**本文抜粋:**
ヤッサン氏の待つ剣山荘には16:20に到着。ビールで再会の乾杯の後,剣沢のテントへ,その夜はワイルドターキーを侍らせ,「ヤッサン明日の立山は
楽勝やで。一緒にがんばろナ」。


8/15  −立山参拝の大渋滞のこと− 

 毎度のことながら遅い朝を迎え,テントを残し8:00に空荷で立山に向かった。別山まで順調に登り,立山の全景が姿を表し,さあいよいよといった時に,突然,ヤッサン氏のリタイア宣言。これには岳氏共々大いに困惑。結局ヤッサン氏にはテン場で待ってもらうこととして,昨日に引き続き2人パーティとなった。 真砂岳を経て富士の折立までは,尾根伝いの快い山歩き,右手に室堂,左手に真砂沢の雪渓が広がっていた。そして富士の折立に立つと眼下に黒四,黒部湖が小さく見えて印象的であった。大汝を経由し,雄山に11:45に着。雄山に着くと,雄山神社へ向かう多くの人だかり,その参道の行列に並ぶこと数十分ようやく参拝。神社では神主が待ち受け祝詞と御神酒,参拝者の服装も山屋のそれではなく,岳氏も私もちょっと気分を削がれ,ここでの昼食の予定をとりやめ、大汝まで戻って軽く食事をとり、ヤッサン氏の待つ剣沢へ元来たルートを戻った。結局もどったのはヤッサン氏との約束より2時間ばかり遅い14:50であった。 そこから我々は真砂沢ロッジを目指すべくテントを撤収し、16:00に剣沢キャンプ地を後にした。やがて1時間ばかり歩くと剣沢雪渓に到着,アイゼンの出番となった。雪渓の両岸のV字型の崖と雪渓表面に漂う霧が織りなす一種幻想的風景に満足しつつも,巨大なスノーブリッジの上を歩いているのだ,という地に足が着かない軽い恐怖(飛行機嫌いの人が飛行機に乗った感覚に近い?)を同居させていた。途中横に走ったクレパスに行く手を阻まれ,崖をトラバースするなどを経て,ようやく19:10薄暗がりの真砂沢ロッジに到着。

**資料:**

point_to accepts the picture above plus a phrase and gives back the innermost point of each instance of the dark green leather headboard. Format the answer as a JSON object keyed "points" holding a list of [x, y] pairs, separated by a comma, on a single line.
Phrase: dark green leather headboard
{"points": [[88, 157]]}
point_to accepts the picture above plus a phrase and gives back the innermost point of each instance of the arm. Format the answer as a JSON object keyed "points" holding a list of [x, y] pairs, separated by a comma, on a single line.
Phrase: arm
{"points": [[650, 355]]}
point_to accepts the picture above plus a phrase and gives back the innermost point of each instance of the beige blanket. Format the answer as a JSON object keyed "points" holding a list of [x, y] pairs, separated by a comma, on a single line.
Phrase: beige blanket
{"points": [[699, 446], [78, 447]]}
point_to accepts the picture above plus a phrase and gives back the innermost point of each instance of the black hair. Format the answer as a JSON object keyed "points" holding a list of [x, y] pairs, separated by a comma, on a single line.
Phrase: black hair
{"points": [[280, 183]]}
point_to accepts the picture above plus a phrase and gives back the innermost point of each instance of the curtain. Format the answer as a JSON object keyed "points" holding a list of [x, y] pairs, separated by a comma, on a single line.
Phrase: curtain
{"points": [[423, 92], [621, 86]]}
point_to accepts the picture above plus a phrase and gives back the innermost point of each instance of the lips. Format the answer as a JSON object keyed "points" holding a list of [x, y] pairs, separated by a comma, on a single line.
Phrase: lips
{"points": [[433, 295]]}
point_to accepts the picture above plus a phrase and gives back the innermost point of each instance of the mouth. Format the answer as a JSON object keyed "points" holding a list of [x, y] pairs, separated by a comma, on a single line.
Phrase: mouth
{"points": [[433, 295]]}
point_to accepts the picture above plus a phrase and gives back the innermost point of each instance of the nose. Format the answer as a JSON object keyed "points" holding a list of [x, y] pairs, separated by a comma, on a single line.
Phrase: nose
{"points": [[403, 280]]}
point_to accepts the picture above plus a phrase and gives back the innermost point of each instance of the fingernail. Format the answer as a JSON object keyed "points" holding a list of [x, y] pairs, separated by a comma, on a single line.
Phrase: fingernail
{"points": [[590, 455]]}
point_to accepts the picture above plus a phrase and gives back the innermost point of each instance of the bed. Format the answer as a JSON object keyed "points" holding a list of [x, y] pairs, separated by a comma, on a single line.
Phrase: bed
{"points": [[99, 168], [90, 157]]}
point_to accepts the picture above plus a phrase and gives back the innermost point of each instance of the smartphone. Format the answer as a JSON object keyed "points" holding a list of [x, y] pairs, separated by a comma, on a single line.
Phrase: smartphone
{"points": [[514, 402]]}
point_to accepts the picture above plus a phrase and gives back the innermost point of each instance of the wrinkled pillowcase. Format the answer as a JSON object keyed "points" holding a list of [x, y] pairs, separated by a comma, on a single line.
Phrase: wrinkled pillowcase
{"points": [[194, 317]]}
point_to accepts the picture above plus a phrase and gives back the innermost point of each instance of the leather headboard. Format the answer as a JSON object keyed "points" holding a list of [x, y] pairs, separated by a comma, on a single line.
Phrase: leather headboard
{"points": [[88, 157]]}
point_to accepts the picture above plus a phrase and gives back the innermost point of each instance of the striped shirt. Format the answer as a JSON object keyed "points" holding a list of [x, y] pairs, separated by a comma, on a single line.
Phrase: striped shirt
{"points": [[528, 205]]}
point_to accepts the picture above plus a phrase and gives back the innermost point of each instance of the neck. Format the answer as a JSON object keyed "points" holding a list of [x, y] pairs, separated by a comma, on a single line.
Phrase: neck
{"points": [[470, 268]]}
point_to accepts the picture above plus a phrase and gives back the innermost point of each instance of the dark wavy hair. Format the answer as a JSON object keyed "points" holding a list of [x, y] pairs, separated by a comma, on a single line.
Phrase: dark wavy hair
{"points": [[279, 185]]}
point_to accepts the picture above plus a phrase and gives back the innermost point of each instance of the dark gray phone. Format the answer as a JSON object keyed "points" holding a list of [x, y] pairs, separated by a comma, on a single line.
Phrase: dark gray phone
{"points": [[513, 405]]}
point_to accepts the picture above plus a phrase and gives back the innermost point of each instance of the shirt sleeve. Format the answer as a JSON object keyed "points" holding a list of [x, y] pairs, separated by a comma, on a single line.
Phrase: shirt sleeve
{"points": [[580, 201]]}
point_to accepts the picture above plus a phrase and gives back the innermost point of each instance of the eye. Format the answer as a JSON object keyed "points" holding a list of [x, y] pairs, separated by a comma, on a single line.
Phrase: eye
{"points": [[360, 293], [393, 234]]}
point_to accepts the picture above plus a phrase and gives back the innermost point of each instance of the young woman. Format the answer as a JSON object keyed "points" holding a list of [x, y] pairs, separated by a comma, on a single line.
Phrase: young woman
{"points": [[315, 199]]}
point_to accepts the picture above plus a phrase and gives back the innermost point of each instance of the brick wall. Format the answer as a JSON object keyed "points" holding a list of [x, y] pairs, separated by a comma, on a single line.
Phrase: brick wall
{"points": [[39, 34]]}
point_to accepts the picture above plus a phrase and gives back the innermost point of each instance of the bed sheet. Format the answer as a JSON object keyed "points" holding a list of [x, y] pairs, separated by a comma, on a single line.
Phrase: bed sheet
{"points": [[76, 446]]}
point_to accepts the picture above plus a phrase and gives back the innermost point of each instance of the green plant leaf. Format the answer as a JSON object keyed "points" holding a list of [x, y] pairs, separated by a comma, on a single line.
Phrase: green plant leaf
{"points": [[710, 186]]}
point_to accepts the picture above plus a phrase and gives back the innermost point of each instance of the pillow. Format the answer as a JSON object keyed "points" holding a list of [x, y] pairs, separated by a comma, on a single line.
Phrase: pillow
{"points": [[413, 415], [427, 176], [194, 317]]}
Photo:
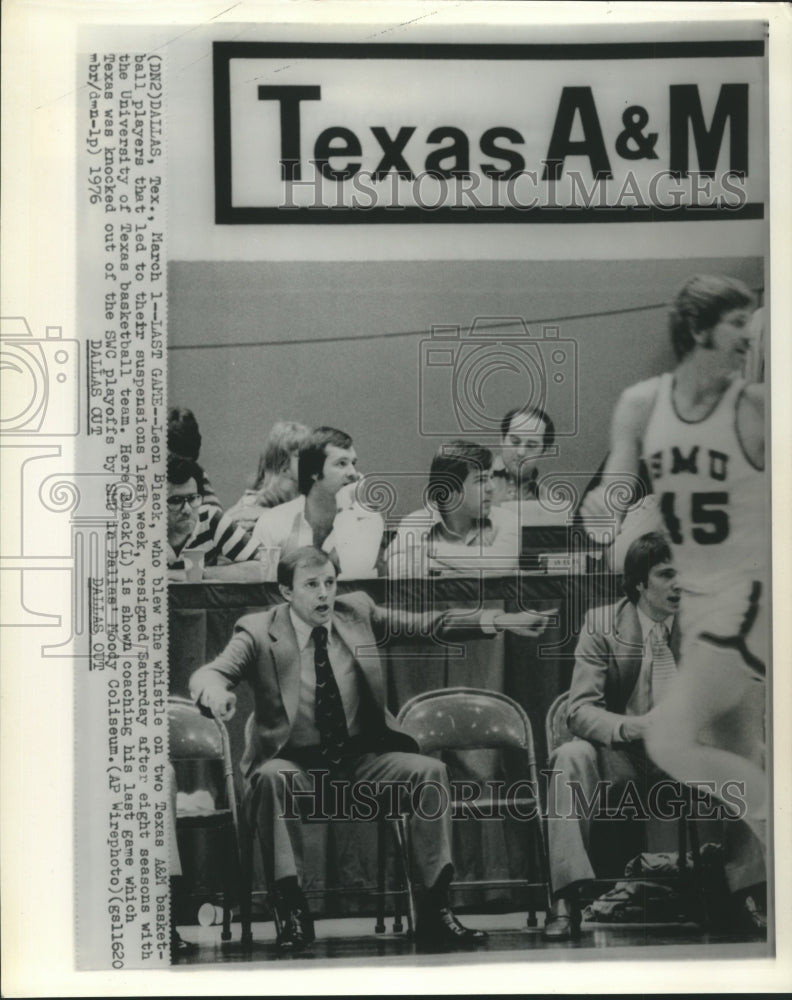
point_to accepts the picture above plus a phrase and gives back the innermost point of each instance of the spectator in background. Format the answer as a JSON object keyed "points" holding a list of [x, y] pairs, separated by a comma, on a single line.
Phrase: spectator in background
{"points": [[184, 440], [192, 524], [276, 479], [527, 434], [459, 525]]}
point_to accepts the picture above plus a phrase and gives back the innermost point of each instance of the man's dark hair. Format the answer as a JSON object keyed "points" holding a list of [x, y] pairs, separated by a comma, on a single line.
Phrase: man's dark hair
{"points": [[451, 466], [643, 555], [184, 438], [181, 469], [699, 305], [548, 436], [312, 454], [307, 555]]}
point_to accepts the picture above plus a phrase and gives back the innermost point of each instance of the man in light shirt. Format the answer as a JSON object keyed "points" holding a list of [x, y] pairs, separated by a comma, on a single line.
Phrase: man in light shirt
{"points": [[459, 529], [325, 514]]}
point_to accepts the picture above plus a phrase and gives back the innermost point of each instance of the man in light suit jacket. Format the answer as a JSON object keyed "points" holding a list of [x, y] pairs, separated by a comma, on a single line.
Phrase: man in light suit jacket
{"points": [[624, 661], [319, 689]]}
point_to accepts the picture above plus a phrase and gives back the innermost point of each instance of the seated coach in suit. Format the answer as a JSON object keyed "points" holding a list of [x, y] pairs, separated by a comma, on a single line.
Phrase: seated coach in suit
{"points": [[319, 689], [625, 661]]}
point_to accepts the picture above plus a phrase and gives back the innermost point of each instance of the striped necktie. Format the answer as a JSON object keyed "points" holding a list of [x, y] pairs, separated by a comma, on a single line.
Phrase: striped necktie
{"points": [[663, 663], [329, 711]]}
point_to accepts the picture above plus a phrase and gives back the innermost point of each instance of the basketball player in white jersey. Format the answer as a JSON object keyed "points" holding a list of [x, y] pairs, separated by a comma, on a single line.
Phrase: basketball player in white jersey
{"points": [[701, 429]]}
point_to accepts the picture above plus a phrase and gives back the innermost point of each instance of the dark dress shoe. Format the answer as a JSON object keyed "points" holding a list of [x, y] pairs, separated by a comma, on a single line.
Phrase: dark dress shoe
{"points": [[439, 930], [562, 922], [181, 948]]}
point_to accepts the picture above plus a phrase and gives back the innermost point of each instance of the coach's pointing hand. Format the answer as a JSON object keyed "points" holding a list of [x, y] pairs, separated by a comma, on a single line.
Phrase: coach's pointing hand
{"points": [[525, 623], [221, 703]]}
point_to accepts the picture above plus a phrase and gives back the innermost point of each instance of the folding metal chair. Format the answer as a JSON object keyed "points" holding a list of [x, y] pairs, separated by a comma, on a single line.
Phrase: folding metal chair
{"points": [[465, 718]]}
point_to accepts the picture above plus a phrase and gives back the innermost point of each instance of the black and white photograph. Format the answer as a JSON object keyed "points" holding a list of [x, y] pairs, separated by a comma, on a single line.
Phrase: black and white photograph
{"points": [[395, 478]]}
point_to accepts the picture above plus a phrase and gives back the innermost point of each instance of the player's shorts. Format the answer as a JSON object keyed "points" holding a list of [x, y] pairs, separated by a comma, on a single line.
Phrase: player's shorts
{"points": [[734, 618]]}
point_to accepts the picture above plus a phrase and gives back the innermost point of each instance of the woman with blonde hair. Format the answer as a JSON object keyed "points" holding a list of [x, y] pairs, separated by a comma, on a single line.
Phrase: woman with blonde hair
{"points": [[276, 478]]}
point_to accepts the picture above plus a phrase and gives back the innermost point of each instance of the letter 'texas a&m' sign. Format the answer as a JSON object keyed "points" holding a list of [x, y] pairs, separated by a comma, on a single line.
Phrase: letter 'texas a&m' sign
{"points": [[507, 133]]}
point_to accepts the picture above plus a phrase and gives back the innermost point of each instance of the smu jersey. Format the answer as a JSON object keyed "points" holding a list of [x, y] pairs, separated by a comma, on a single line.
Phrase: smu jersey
{"points": [[711, 498]]}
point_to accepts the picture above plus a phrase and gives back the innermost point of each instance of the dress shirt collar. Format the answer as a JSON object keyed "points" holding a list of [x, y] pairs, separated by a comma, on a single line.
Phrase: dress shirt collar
{"points": [[647, 623], [439, 527]]}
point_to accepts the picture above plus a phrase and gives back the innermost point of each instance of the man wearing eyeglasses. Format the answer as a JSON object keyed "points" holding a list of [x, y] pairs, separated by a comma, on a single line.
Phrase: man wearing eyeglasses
{"points": [[192, 524]]}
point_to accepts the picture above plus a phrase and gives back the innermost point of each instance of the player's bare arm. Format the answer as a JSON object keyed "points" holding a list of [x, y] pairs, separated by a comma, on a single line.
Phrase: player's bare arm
{"points": [[751, 423]]}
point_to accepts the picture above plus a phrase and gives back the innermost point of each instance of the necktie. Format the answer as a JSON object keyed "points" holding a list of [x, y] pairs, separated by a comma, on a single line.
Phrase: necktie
{"points": [[329, 710], [663, 663]]}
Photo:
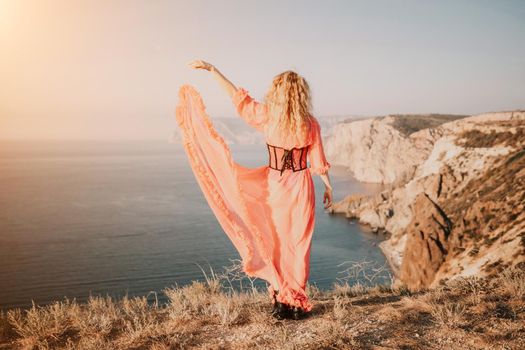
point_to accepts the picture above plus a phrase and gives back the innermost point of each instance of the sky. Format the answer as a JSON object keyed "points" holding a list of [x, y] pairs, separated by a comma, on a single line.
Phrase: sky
{"points": [[111, 70]]}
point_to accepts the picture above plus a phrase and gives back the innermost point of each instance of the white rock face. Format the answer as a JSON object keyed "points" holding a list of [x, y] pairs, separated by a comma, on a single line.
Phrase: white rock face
{"points": [[374, 150]]}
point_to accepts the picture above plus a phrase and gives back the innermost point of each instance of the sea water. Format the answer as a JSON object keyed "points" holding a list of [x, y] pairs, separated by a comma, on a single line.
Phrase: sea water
{"points": [[80, 218]]}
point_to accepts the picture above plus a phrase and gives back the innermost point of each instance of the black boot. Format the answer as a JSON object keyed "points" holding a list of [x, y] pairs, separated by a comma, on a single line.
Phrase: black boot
{"points": [[297, 313], [282, 311]]}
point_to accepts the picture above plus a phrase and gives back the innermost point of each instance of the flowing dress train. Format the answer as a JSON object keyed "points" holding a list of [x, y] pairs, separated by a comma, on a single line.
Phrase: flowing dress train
{"points": [[268, 215]]}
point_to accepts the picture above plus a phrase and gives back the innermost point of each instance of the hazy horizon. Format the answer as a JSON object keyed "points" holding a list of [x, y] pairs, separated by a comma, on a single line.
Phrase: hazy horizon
{"points": [[94, 70]]}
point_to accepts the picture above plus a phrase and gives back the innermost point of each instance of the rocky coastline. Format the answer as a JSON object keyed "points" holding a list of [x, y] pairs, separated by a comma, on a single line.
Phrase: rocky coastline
{"points": [[455, 205]]}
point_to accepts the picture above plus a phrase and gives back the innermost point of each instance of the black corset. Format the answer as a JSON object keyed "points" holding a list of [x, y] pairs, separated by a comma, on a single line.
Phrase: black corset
{"points": [[281, 158]]}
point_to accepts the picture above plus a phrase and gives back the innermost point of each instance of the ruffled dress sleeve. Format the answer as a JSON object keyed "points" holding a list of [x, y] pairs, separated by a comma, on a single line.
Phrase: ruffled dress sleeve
{"points": [[318, 163], [253, 112]]}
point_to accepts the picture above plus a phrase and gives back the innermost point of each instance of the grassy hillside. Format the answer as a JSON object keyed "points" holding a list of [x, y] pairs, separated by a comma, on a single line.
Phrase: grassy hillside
{"points": [[464, 314]]}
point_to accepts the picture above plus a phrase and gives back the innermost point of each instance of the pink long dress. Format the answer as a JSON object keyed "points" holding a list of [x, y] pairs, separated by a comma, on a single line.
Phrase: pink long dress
{"points": [[268, 215]]}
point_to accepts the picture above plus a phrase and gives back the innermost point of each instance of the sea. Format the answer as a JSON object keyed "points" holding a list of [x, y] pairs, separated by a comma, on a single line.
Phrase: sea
{"points": [[116, 218]]}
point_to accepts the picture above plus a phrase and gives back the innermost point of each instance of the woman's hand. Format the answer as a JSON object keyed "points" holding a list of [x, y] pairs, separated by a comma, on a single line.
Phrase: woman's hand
{"points": [[328, 197], [200, 64]]}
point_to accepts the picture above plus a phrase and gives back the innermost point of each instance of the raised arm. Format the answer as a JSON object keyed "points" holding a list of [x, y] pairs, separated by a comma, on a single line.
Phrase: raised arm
{"points": [[252, 111], [223, 81]]}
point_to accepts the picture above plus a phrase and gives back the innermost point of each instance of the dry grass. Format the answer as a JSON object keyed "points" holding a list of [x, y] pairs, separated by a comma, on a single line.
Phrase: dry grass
{"points": [[466, 313]]}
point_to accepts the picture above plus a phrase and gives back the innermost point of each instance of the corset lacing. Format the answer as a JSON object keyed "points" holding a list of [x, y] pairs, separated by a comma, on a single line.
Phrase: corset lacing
{"points": [[287, 159]]}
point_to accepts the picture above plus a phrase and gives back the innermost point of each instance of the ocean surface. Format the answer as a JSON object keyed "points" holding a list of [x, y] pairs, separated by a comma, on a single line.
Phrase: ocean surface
{"points": [[80, 218]]}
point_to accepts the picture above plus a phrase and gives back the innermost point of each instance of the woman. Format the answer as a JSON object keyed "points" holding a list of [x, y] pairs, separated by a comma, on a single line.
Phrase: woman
{"points": [[268, 212]]}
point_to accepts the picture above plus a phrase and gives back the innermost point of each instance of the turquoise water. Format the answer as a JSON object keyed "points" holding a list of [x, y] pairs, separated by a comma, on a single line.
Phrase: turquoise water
{"points": [[115, 218]]}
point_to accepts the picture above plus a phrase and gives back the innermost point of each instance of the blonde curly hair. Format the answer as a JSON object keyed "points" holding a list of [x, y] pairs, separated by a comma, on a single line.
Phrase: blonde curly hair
{"points": [[289, 103]]}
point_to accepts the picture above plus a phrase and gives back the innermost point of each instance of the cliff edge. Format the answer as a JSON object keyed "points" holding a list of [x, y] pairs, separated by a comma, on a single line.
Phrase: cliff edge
{"points": [[456, 206]]}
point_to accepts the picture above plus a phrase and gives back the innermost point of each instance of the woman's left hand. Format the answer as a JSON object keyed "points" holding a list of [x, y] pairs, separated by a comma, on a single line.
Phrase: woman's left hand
{"points": [[200, 64]]}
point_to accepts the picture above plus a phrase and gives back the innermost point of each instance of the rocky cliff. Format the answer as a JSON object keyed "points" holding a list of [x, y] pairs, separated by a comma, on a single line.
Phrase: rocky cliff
{"points": [[460, 210]]}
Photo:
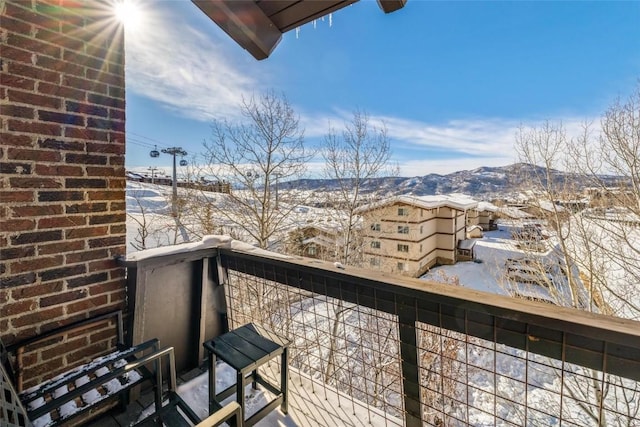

**課題:**
• A. 立山山行の本文について、次の(i)〜(iii)が内容と合っているかをそれぞれ「はい」か「いいえ」で答え、判断の根拠となる本文の語句をそのまま引用しなさい。(i) 雄山には11:45に着いた。(ii) 昼食は予定どおり雄山でとった。(iii) 剣沢キャンプ地を出発したのは16:00だった。
• B. 立山山行の本文の続きを、最後の文のあとから書き進めなさい。

**解答例:**
• A.
(i) はい。「雄山に11:45に着。」
(ii) いいえ。「ここでの昼食の予定をとりやめ、大汝まで戻って軽く食事をとり」
(iii) はい。「16:00に剣沢キャンプ地を後にした。」

• B.
 遅い到着にもかかわらず、テン場を見つけテント2張設営し、ともかくも岳氏のテントに集まりビールで乾杯。一息着いたころテントにこもる岳氏の足の臭いが
気になりだす。なんでも今回はウールの靴下ではないそうで、それが原因とのこと、臭いを誤魔化す意味も含め早々にテント内で調理。もうこのころになると
当初のメニュー計画は完全に崩壊しており、「ともかくも重いものから食べよう」とのことで、オイルサーディン,コーンビーフの缶詰のレモン和えから始まった
ため、その日の夕食は酒のつまみ路線となった。その日の酒の主役は岳氏持参のコーヒーカクテル,飲みやすく疲れた体に心地よい甘みのため,急ピッチでボトル
が軽くなっていき,ろうそくの薄暗いテントの中は陽気な宴会で夜も急ピッチでふけていった。 

 

8/16  −遠かった黒四まで− 

今回の登山も最終章にさしかかった。あとは一気に黒四まで降り,麓の温泉で垢を落とし帰るのみである。その朝は5:15の起床に始まり,朝食,テント撤収各自の荷物負荷を考慮したパッキング等で真砂沢ロッジ出発は7:45となった。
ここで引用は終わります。